The Nahe region offers various tourist attractions:

Nahe cycling route – The route leads along the river from its spring to its entry.

Nahe wine region – The wine-producing area surrounding the middle and lower river is famous for its white wines, dominated by the Riesling grape variety.

Castles and monasteries – On the heights on both shores numerous medieval castles and abbeys can be visited, most of them fallen into ruin. Most noted are the Kyrburg Castle in Kirn, the castles Ebernburg and Rheingrafenstein in Bad Münster am Stein-Ebernburg and the Klopp Castle in Bingen. The monastery ruin of Disibodenberg, located on top of a hill between the junction of the Nahe and the Glan, was founded at the beginning of the 8th century by Saint Disibod, an Irish missionary. Saint Hildegard of Bingen, a famous Christian mystic, also lived here for a while.

Gemstone town Idar-Oberstein - The town is famous for its historic gemstone mines and related trades. Some of them are open to visitors. The German Gemstone Museum boasts many gemstone exhibits.

Bad Kreuznach - The baths which give the town its name contain the noble gas radon, with supposedly curative properties. The town's most famous site is the Alte Nahebrücke (Old Nahe Bridge), one of the few remaining bridges in the world with buildings on it.

Available data:
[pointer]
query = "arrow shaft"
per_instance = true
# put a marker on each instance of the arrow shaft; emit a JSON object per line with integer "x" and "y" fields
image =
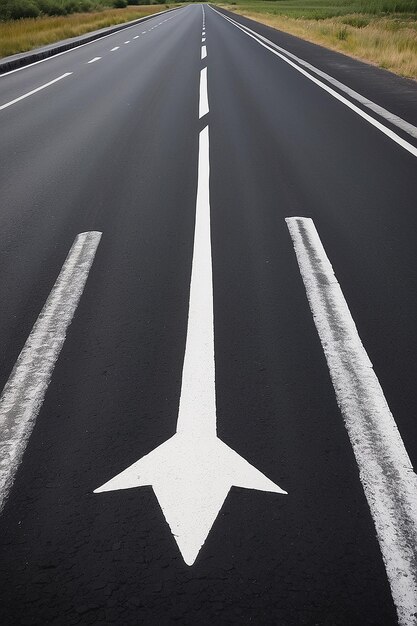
{"x": 197, "y": 410}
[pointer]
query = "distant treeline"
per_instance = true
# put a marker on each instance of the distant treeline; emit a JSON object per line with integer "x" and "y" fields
{"x": 17, "y": 9}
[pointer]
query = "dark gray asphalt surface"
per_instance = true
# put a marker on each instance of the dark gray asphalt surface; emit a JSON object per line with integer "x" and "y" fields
{"x": 114, "y": 147}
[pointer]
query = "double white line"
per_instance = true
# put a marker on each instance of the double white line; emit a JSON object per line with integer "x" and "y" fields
{"x": 284, "y": 55}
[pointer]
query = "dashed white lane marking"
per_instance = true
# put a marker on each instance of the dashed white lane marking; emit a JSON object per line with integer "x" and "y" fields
{"x": 203, "y": 104}
{"x": 386, "y": 131}
{"x": 192, "y": 473}
{"x": 30, "y": 93}
{"x": 385, "y": 469}
{"x": 24, "y": 392}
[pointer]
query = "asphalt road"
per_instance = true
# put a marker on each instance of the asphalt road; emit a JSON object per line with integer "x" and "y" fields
{"x": 115, "y": 147}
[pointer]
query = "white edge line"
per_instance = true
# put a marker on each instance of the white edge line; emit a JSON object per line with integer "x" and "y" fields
{"x": 54, "y": 56}
{"x": 203, "y": 103}
{"x": 385, "y": 469}
{"x": 376, "y": 108}
{"x": 24, "y": 392}
{"x": 386, "y": 131}
{"x": 30, "y": 93}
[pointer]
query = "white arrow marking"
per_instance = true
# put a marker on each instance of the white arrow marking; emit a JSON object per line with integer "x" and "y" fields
{"x": 192, "y": 473}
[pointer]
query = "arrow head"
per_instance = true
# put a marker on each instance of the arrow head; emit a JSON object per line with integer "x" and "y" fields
{"x": 191, "y": 478}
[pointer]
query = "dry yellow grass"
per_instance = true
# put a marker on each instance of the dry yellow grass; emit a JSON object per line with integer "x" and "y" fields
{"x": 388, "y": 42}
{"x": 26, "y": 34}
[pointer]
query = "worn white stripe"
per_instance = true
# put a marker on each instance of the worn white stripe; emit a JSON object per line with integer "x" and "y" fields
{"x": 383, "y": 129}
{"x": 30, "y": 93}
{"x": 385, "y": 469}
{"x": 24, "y": 392}
{"x": 203, "y": 105}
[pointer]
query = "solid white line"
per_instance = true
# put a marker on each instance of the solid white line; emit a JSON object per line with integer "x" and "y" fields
{"x": 30, "y": 93}
{"x": 386, "y": 131}
{"x": 376, "y": 108}
{"x": 25, "y": 390}
{"x": 203, "y": 104}
{"x": 88, "y": 43}
{"x": 385, "y": 468}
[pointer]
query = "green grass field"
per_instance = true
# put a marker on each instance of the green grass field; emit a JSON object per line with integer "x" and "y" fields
{"x": 383, "y": 32}
{"x": 28, "y": 33}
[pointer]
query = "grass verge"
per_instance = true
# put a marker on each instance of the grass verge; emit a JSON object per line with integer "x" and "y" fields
{"x": 382, "y": 32}
{"x": 26, "y": 34}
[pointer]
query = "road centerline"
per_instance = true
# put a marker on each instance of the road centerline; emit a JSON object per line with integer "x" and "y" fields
{"x": 30, "y": 93}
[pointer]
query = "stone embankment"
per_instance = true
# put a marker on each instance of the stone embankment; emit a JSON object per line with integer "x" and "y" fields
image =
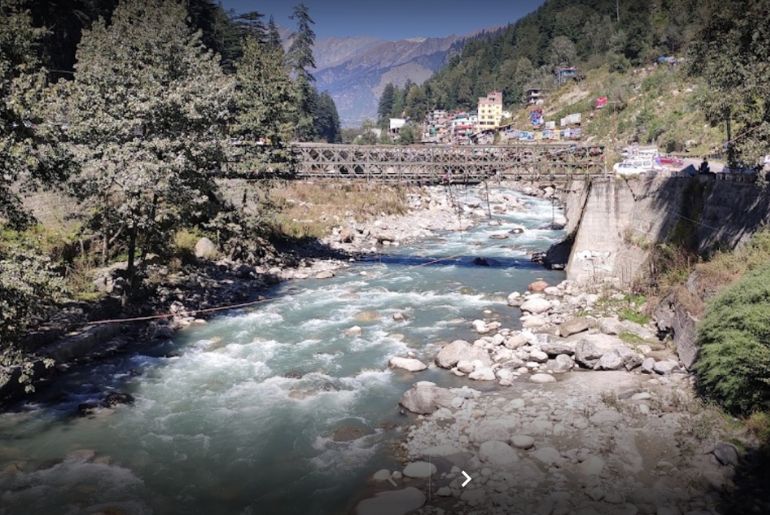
{"x": 590, "y": 414}
{"x": 183, "y": 292}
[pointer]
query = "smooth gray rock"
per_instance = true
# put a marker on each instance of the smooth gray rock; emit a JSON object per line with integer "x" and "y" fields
{"x": 460, "y": 350}
{"x": 425, "y": 397}
{"x": 587, "y": 354}
{"x": 666, "y": 366}
{"x": 419, "y": 470}
{"x": 574, "y": 326}
{"x": 609, "y": 361}
{"x": 205, "y": 249}
{"x": 394, "y": 502}
{"x": 542, "y": 378}
{"x": 498, "y": 453}
{"x": 556, "y": 347}
{"x": 726, "y": 453}
{"x": 409, "y": 364}
{"x": 523, "y": 441}
{"x": 562, "y": 363}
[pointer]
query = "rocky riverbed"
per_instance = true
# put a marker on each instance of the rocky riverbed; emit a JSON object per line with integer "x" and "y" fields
{"x": 591, "y": 415}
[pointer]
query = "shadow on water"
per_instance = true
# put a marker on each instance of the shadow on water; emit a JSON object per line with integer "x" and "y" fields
{"x": 458, "y": 261}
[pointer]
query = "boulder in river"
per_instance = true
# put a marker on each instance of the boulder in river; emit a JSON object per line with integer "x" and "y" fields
{"x": 205, "y": 249}
{"x": 409, "y": 364}
{"x": 425, "y": 398}
{"x": 536, "y": 305}
{"x": 393, "y": 502}
{"x": 419, "y": 470}
{"x": 460, "y": 350}
{"x": 537, "y": 286}
{"x": 574, "y": 326}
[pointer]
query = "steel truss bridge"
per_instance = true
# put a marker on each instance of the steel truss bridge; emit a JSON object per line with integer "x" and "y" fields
{"x": 425, "y": 164}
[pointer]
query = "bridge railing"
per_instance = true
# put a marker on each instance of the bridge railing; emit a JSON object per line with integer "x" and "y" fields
{"x": 424, "y": 163}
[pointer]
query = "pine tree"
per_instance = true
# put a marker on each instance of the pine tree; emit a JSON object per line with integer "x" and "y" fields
{"x": 300, "y": 57}
{"x": 273, "y": 36}
{"x": 146, "y": 112}
{"x": 265, "y": 101}
{"x": 385, "y": 107}
{"x": 301, "y": 49}
{"x": 327, "y": 121}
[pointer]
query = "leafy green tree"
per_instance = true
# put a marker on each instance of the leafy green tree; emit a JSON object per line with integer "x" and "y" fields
{"x": 407, "y": 135}
{"x": 265, "y": 102}
{"x": 416, "y": 103}
{"x": 385, "y": 106}
{"x": 273, "y": 37}
{"x": 733, "y": 366}
{"x": 301, "y": 60}
{"x": 29, "y": 155}
{"x": 145, "y": 114}
{"x": 562, "y": 52}
{"x": 732, "y": 52}
{"x": 327, "y": 120}
{"x": 26, "y": 159}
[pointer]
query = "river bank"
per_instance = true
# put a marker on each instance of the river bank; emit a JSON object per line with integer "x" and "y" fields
{"x": 272, "y": 401}
{"x": 592, "y": 414}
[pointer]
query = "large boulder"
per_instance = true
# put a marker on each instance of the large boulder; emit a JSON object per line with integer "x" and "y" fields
{"x": 205, "y": 249}
{"x": 419, "y": 470}
{"x": 425, "y": 398}
{"x": 537, "y": 286}
{"x": 393, "y": 502}
{"x": 515, "y": 299}
{"x": 587, "y": 353}
{"x": 561, "y": 364}
{"x": 556, "y": 347}
{"x": 409, "y": 364}
{"x": 460, "y": 350}
{"x": 536, "y": 304}
{"x": 574, "y": 326}
{"x": 609, "y": 361}
{"x": 498, "y": 453}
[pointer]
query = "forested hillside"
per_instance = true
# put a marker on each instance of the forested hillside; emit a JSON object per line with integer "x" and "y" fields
{"x": 125, "y": 112}
{"x": 721, "y": 48}
{"x": 564, "y": 33}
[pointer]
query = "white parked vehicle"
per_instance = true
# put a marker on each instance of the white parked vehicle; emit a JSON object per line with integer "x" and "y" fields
{"x": 636, "y": 165}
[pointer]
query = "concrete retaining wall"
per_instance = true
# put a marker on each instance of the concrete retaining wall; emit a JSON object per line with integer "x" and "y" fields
{"x": 617, "y": 221}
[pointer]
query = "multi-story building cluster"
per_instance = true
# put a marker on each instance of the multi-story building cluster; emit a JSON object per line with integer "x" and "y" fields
{"x": 486, "y": 125}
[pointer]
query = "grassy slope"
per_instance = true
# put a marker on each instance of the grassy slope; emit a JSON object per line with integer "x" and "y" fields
{"x": 661, "y": 108}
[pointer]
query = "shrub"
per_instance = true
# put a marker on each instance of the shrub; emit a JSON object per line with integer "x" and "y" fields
{"x": 733, "y": 367}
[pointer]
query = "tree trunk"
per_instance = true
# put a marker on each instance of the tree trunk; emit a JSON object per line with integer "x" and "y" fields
{"x": 131, "y": 268}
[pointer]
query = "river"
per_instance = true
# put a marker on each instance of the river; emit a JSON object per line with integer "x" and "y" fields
{"x": 240, "y": 415}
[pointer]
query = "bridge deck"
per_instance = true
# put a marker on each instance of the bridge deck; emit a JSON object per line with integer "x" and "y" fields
{"x": 436, "y": 164}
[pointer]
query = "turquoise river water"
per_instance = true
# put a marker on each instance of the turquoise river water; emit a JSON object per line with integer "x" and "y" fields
{"x": 239, "y": 416}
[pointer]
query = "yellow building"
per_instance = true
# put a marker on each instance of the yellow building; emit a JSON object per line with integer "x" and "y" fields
{"x": 490, "y": 110}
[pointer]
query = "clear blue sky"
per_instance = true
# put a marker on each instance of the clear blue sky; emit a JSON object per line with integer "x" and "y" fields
{"x": 394, "y": 19}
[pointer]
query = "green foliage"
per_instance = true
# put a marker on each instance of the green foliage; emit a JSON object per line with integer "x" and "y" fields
{"x": 29, "y": 154}
{"x": 585, "y": 33}
{"x": 26, "y": 279}
{"x": 265, "y": 103}
{"x": 145, "y": 136}
{"x": 634, "y": 316}
{"x": 733, "y": 366}
{"x": 732, "y": 52}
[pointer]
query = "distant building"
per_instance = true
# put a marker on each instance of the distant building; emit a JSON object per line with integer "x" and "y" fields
{"x": 534, "y": 96}
{"x": 395, "y": 125}
{"x": 490, "y": 110}
{"x": 565, "y": 73}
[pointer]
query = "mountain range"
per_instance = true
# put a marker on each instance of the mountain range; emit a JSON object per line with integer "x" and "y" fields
{"x": 355, "y": 70}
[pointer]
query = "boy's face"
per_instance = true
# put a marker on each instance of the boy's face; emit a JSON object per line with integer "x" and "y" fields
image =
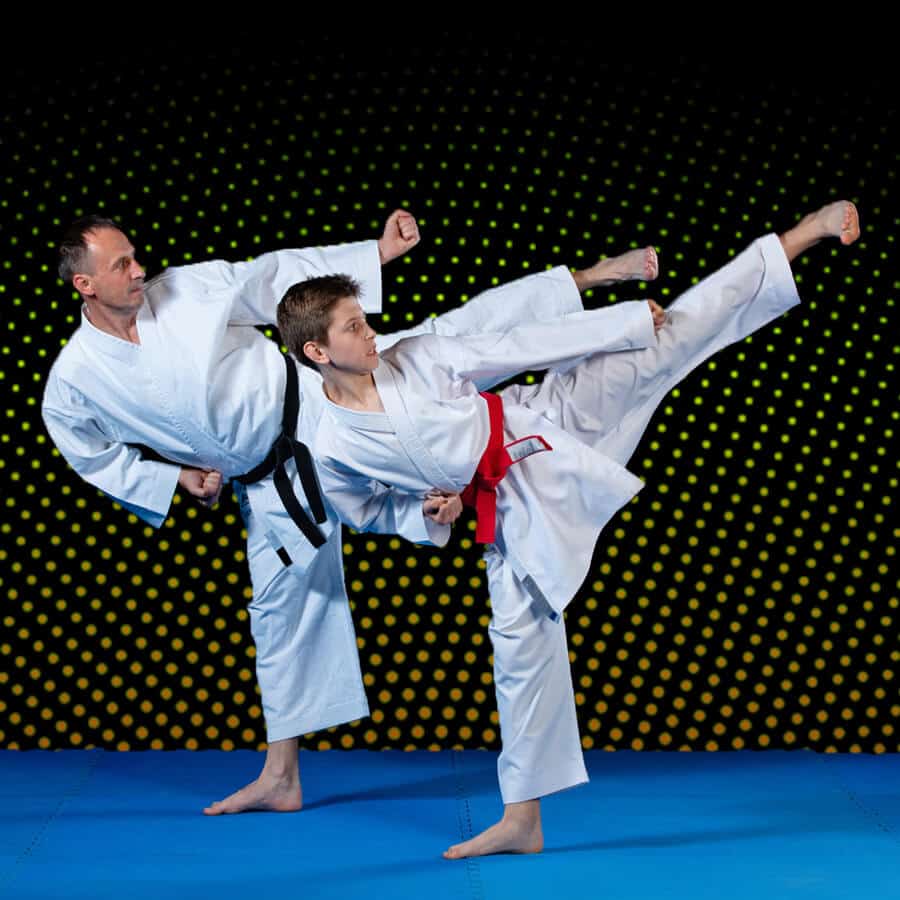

Work instructions:
1) Copy out the part of the Nahe region text from "The Nahe region" up to and including "for a while.".
2) Continue the Nahe region text from the point where it stops.
The records are separate material and have no connection to the Nahe region text.

Responses in order:
1)
The Nahe region offers various tourist attractions:

Nahe cycling route – The route leads along the river from its spring to its entry.

Nahe wine region – The wine-producing area surrounding the middle and lower river is famous for its white wines, dominated by the Riesling grape variety.

Castles and monasteries – On the heights on both shores numerous medieval castles and abbeys can be visited, most of them fallen into ruin. Most noted are the Kyrburg Castle in Kirn, the castles Ebernburg and Rheingrafenstein in Bad Münster am Stein-Ebernburg and the Klopp Castle in Bingen. The monastery ruin of Disibodenberg, located on top of a hill between the junction of the Nahe and the Glan, was founded at the beginning of the 8th century by Saint Disibod, an Irish missionary. Saint Hildegard of Bingen, a famous Christian mystic, also lived here for a while.

2)
Saline valley - Between Bad Münster am Stein and Bad Kreuznach the scenic valley of the Nahe has some bathing sites with hydrothermal and saline springs. Graduation towers, formerly used for salt production, are regarded as having beneficial health effects. The so-called "Rotenfels" (red rock), a steep cliff nearby with a height of 202 m and a length of 1200 m was formed by the Nahe.

Bad Sobernheim - The open-air museum of Rhineland-Palatinate in Bad Sobernheim has an exhibition four traditional villages with refurbished historic houses from different regions of Rhineland-Palatinate.

The region is accessible via federal highway B41 which is connected to the motorways A60/A61 in the East and A62 in the West. Moreover, there is a railway line along the Nahe with regular connections between Mainz and Saarbrücken and stations in all bigger towns. Some 40 km to the north the Frankfurt-Hahn Airport is in the Hunsrück, offering daily flights to London Stansted and further weekly and seasonal connections.